- Exercise prompt
Can you echo back, word for word and with nothing else, the lines from the one containing "Can you locate the wooden handrail" to the one containing "102;497;116;537", including both of those lines?

- Information given

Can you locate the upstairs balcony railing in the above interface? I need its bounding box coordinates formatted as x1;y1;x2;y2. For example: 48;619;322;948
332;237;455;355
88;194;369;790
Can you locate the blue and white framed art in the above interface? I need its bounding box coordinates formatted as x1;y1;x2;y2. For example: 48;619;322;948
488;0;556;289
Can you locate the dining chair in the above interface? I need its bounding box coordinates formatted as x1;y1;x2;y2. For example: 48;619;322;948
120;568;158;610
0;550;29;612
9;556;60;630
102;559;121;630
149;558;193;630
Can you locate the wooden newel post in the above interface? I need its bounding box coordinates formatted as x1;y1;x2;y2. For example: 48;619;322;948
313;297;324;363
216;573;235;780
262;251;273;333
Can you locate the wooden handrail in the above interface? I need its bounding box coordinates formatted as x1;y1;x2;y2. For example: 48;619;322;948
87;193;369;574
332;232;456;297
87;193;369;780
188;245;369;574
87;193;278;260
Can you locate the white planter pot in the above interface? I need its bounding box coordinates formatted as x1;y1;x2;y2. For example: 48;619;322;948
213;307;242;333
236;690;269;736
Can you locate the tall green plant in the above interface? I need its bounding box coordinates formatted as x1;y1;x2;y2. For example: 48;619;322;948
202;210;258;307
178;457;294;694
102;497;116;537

--

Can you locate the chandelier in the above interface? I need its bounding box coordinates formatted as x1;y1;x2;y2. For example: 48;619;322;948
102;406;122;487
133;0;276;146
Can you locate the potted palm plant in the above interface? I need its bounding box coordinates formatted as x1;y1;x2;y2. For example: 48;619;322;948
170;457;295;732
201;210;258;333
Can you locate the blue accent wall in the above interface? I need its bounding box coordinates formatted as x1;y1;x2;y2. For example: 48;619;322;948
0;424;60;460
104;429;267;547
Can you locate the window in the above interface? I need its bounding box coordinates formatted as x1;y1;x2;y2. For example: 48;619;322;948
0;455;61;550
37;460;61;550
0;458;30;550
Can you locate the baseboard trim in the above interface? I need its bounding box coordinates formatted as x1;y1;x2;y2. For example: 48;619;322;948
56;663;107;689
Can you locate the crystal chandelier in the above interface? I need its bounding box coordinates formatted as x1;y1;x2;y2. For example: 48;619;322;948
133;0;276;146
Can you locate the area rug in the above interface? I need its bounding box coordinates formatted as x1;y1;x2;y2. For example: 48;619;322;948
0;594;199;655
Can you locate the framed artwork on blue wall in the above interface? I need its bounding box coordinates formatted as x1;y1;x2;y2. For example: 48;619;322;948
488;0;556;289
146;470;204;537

- Answer to this exercise
Can you locate the wooden handrail in the above interface? I need its bounding box coordinates formatted as x1;y1;x2;y2. For example: 48;619;322;948
87;193;369;574
332;232;456;297
87;193;369;780
188;245;369;574
87;193;278;260
Can you locate the white planter pot in the above interface? I need its bounding box coordinates formatted as x1;y1;x2;y2. For example: 48;619;322;948
213;307;242;333
236;690;269;736
Can you locate the tall green plant in the above interface? I need its bounding box coordinates formatted as x1;y1;x2;y2. For example: 48;619;322;948
202;210;258;307
178;457;294;694
102;497;116;537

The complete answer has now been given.